→ **Short problem**
Format each line of the records below as a numbered list, omitting any blank lines.

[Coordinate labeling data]
>> begin
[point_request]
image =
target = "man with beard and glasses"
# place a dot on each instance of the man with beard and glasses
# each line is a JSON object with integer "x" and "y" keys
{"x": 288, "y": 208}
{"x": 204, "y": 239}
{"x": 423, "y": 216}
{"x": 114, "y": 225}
>> end
→ **Result of the task**
1. [point_request]
2. image =
3. target = "man with beard and glasses"
4. # place a dot on each instance of the man with beard and glasses
5. # each line is a JSON object with integer "x" and "y" keys
6. {"x": 288, "y": 208}
7. {"x": 204, "y": 239}
8. {"x": 423, "y": 216}
9. {"x": 114, "y": 225}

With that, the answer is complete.